• DATA SUPPLIED:
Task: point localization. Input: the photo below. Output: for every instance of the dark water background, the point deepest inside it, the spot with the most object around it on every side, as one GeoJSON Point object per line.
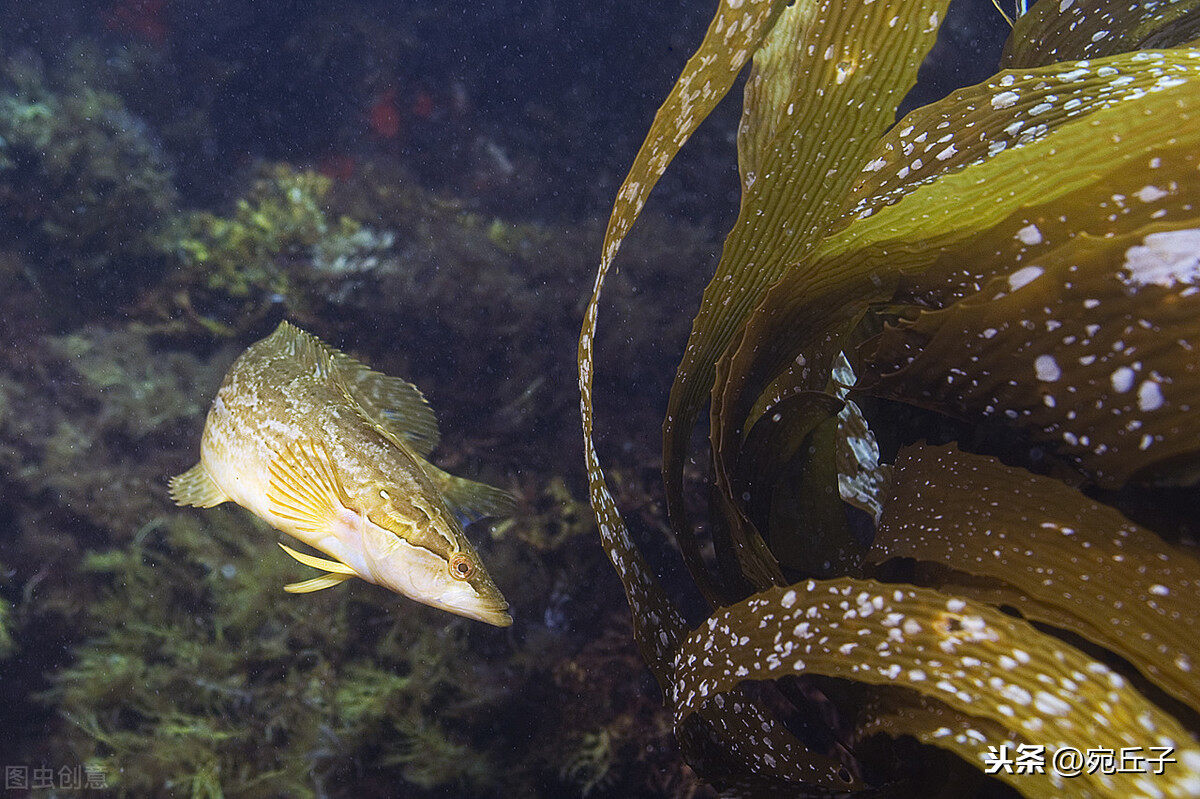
{"type": "Point", "coordinates": [487, 142]}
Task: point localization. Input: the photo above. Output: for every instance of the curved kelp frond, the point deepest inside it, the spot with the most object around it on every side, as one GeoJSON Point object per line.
{"type": "Point", "coordinates": [1021, 257]}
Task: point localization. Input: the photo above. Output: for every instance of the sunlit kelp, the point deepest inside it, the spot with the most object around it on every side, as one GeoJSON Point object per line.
{"type": "Point", "coordinates": [1043, 215]}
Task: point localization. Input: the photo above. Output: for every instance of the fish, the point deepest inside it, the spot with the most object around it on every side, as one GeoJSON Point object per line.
{"type": "Point", "coordinates": [335, 455]}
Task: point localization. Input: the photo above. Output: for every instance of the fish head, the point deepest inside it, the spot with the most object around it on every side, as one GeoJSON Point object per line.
{"type": "Point", "coordinates": [424, 554]}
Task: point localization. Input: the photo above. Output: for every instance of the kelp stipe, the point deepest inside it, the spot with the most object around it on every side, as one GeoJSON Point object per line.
{"type": "Point", "coordinates": [1021, 252]}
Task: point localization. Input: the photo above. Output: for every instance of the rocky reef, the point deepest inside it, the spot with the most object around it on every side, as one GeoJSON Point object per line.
{"type": "Point", "coordinates": [155, 644]}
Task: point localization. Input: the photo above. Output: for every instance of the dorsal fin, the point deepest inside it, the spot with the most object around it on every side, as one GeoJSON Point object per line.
{"type": "Point", "coordinates": [393, 403]}
{"type": "Point", "coordinates": [471, 500]}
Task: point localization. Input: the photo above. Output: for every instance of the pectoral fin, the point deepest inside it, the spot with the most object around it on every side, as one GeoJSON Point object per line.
{"type": "Point", "coordinates": [305, 488]}
{"type": "Point", "coordinates": [196, 487]}
{"type": "Point", "coordinates": [316, 583]}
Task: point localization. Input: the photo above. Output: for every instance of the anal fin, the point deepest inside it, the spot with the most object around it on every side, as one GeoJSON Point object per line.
{"type": "Point", "coordinates": [196, 487]}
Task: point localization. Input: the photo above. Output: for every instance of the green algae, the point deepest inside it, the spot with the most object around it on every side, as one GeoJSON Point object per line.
{"type": "Point", "coordinates": [850, 224]}
{"type": "Point", "coordinates": [84, 185]}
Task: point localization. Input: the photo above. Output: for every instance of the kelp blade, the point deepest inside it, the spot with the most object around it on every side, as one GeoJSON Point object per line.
{"type": "Point", "coordinates": [754, 745]}
{"type": "Point", "coordinates": [967, 200]}
{"type": "Point", "coordinates": [966, 655]}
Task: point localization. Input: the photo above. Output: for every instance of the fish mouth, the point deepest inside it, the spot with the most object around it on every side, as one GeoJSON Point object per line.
{"type": "Point", "coordinates": [497, 617]}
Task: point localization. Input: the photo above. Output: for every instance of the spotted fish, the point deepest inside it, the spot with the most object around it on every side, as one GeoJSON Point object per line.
{"type": "Point", "coordinates": [334, 454]}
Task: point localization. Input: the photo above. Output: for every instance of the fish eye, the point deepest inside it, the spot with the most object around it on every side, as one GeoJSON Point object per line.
{"type": "Point", "coordinates": [461, 568]}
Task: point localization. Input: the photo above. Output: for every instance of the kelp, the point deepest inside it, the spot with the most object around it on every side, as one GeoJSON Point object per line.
{"type": "Point", "coordinates": [1054, 556]}
{"type": "Point", "coordinates": [955, 260]}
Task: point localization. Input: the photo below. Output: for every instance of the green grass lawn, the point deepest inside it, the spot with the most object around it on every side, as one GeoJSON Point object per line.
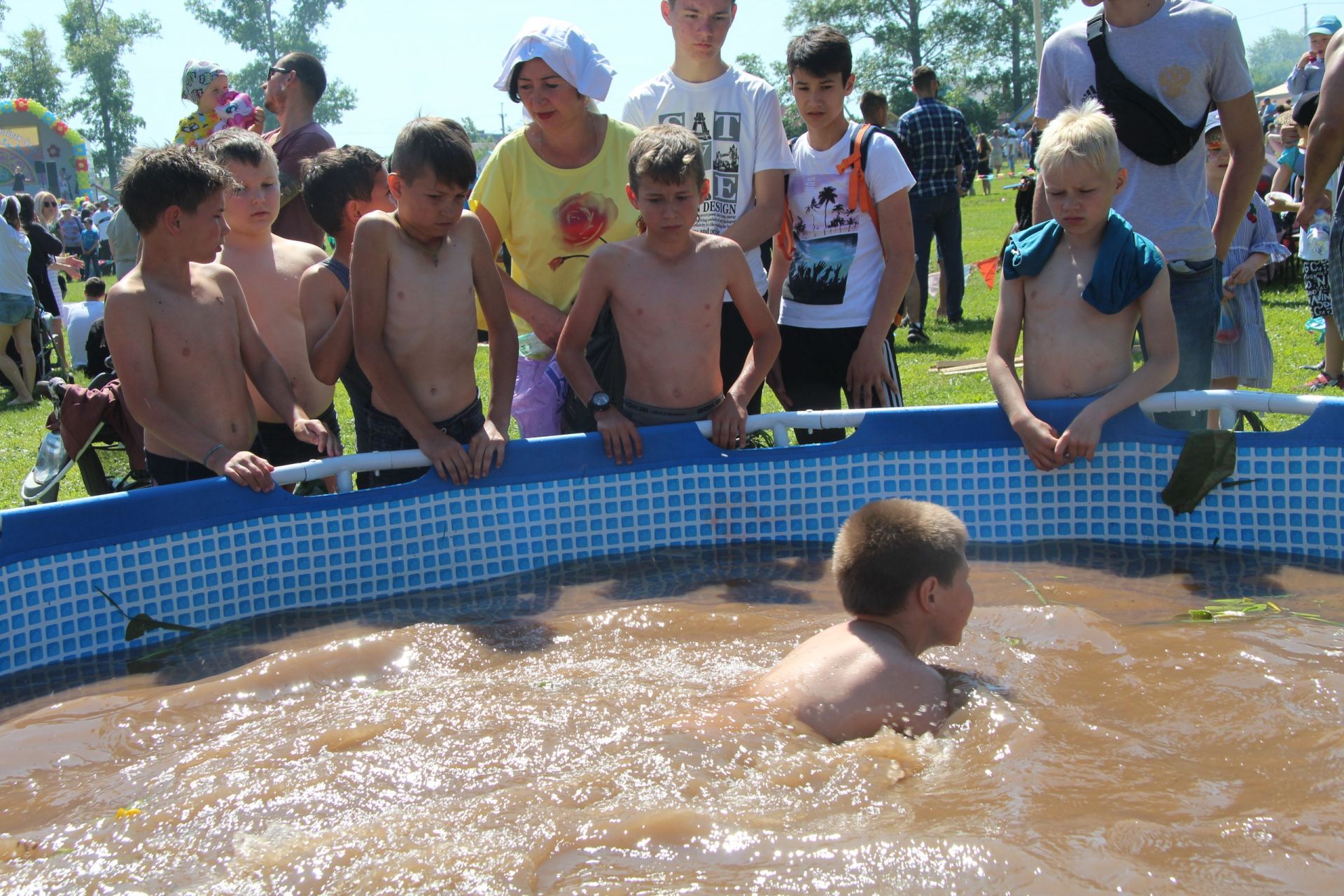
{"type": "Point", "coordinates": [986, 222]}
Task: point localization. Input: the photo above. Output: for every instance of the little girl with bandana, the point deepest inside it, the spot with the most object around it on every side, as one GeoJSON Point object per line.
{"type": "Point", "coordinates": [206, 85]}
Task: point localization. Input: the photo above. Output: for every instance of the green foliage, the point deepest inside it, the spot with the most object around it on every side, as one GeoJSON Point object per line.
{"type": "Point", "coordinates": [258, 27]}
{"type": "Point", "coordinates": [30, 70]}
{"type": "Point", "coordinates": [96, 39]}
{"type": "Point", "coordinates": [1272, 58]}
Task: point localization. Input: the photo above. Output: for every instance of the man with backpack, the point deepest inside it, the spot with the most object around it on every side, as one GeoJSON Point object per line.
{"type": "Point", "coordinates": [1158, 67]}
{"type": "Point", "coordinates": [846, 251]}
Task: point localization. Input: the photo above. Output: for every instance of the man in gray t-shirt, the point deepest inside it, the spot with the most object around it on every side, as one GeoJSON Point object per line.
{"type": "Point", "coordinates": [1187, 54]}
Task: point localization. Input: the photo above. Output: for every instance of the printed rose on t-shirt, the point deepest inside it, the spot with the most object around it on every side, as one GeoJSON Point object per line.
{"type": "Point", "coordinates": [581, 220]}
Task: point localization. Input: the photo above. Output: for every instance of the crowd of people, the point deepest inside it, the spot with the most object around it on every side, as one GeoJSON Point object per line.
{"type": "Point", "coordinates": [667, 265]}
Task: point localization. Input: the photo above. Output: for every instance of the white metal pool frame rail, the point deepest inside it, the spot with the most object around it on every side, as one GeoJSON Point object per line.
{"type": "Point", "coordinates": [1225, 400]}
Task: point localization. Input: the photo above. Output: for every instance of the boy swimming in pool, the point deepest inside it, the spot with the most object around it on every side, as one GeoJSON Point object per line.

• GIVEN EXERCISE: Leaving the pictures aside, transcribe the entire listing exactly.

• WRITTEN ANSWER:
Task: point localization. Input: the photo below. Output: for every instance of the dark water background, the point deepest inside it, the spot with the most object around it on every side, as one GeoJSON Point object per line.
{"type": "Point", "coordinates": [487, 142]}
Task: point localization. Input: the photo above. Output: for every instance of the curved kelp frond, the point deepest inside it, the spot with the most object around it on every side, as one GeoJSON Point object per line.
{"type": "Point", "coordinates": [1021, 257]}
Task: point localization. Input: the photo above. Output: for every instance of the sunlit kelp, the point deepest inside it, the spot with the most object around it on every side, as one GeoJSON Point object per line.
{"type": "Point", "coordinates": [1043, 215]}
Task: point localization. Input: the photo above. Output: for every instance of the fish, the point deepest inside it, the spot with the most object around it on every side, as one GeoJSON Point object per line.
{"type": "Point", "coordinates": [335, 455]}
Task: point localization. Input: the photo above. Output: for every instance of the fish head, the point deepest inside it, the spot with the most object around it on every side, as one GeoJSON Point object per line.
{"type": "Point", "coordinates": [424, 554]}
Task: point localization. Input: the photo above. Output: for every instance of the kelp stipe, the point deepest inside it, the spot with the most object around it on every side, as one GeoJSON Point object per line.
{"type": "Point", "coordinates": [1021, 252]}
Task: point localization. Input: the photo above. Output: for every instance of the rocky reef, the point deepest inside it, the spot with the most object around it on every side, as one GeoJSON Point object per line.
{"type": "Point", "coordinates": [155, 644]}
Task: point localization. Input: the photo above. Output: for every instance of the dorsal fin, the point deepest inside it, the spot with the most object around it on every side, as one GeoJSON Point object per line.
{"type": "Point", "coordinates": [393, 403]}
{"type": "Point", "coordinates": [471, 500]}
Task: point localization. Input: the photo above. Output: for every instance of the pectoral fin, the point deepest inside it, the spot with the most object around it on every side, as one GeoJSON Point object per line.
{"type": "Point", "coordinates": [305, 488]}
{"type": "Point", "coordinates": [196, 487]}
{"type": "Point", "coordinates": [316, 583]}
Task: point localization. Input: the photo above. Output: for every instance of the anal fin, the point deepest inside it, the spot with the most object around it on every side, as one GeoJSON Point object per line.
{"type": "Point", "coordinates": [196, 487]}
Task: point localization. Input: the photo above. Output: for every instance of the green algae, the point deepest inside it, the spot with the most object around it on every side, as one GeoJSON Point object per line.
{"type": "Point", "coordinates": [850, 224]}
{"type": "Point", "coordinates": [84, 185]}
Task: point localization. Input: the photo above. Output: for every instance of the kelp blade, the point deepest inside it, the spot with the most object around it on every side, as one GeoJSON Point object per line.
{"type": "Point", "coordinates": [754, 745]}
{"type": "Point", "coordinates": [967, 200]}
{"type": "Point", "coordinates": [966, 655]}
Task: point localization. Input: the photo above. Output: for every instance of the fish mouth, the point deepest inside it, the spot with the most object around it on every side, as one GeoJSON Point object per line.
{"type": "Point", "coordinates": [497, 617]}
Task: point localization. Input: the photo above. Output: for every instance of the spotted fish, the point deepest inside it, the spot with the most object around it on every side, as one GeoJSON Point object per line.
{"type": "Point", "coordinates": [334, 454]}
Task: point localization. Input: the photo above. Output: for every instance of the fish eye, the point deepest inside it, the spot with the most object around it on every side, as one GeoJSON Point object per line.
{"type": "Point", "coordinates": [461, 568]}
Task: point localization. Input: the photo above. Output: for every instance of the kelp, the point deepest inside it, the spot with the most object around it on every side, as one GeoJSON Point object per line.
{"type": "Point", "coordinates": [1054, 556]}
{"type": "Point", "coordinates": [955, 260]}
Task: point localization. Input: the photo below. Output: for every instance of the green grass lawn, the point deepest inside it, the spot with the most object around it on every side, as one GeoJSON Point object per line.
{"type": "Point", "coordinates": [986, 222]}
Task: point localization. Input: the photo above. Output: for every instance of the little girl with bandana, the point deepest inside it, the spot with the most object around it on every side, as one GeoJSON Point object per line.
{"type": "Point", "coordinates": [206, 85]}
Task: point localization. Input: the photo above. Output: for every instance of the green foliage, the point deepest inside it, the spot with the most object around it on every side, as one GeoJSON Point object per line.
{"type": "Point", "coordinates": [258, 27]}
{"type": "Point", "coordinates": [30, 70]}
{"type": "Point", "coordinates": [96, 39]}
{"type": "Point", "coordinates": [1272, 58]}
Task: point localization. Input: the photo above. Output: for every instance of the man with backpack, the point deepest inside it, the spot with the most object around it on every side, as one GeoJSON Point object per line.
{"type": "Point", "coordinates": [1158, 67]}
{"type": "Point", "coordinates": [846, 251]}
Task: point localization. Input: the photo above. Output: for every instance of the man in gray t-shirt, the point deepest inside it, the spot with the most object around it on every side, as one GeoJSON Point object per line.
{"type": "Point", "coordinates": [1187, 54]}
Task: point localization. Input: the photo above. Output: for every instance of the printed rose on t-shirt, the point deepest inside it, the spot with the most object around it on every side, as one GeoJSON Point object per line.
{"type": "Point", "coordinates": [581, 220]}
Task: point localization. Input: the photo above. Output: for every instance of the crowd of people, the point deepest inside it, the spot with the most object around it on every side, as one GeoJSON Point object per line.
{"type": "Point", "coordinates": [667, 265]}
Task: point localization. Input: the photo above. Output: for every instance of the white metal pool frame rail, the point deepest inside it, the spot with the most object around it on every side, as one GeoJSON Point object per line.
{"type": "Point", "coordinates": [1225, 400]}
Task: point localization. Input: the photo above. Output: for every instance of the boy swimming in pool, the point deepest inside it, the spot with the most object around it on every side, as one GeoJSON Point object per line.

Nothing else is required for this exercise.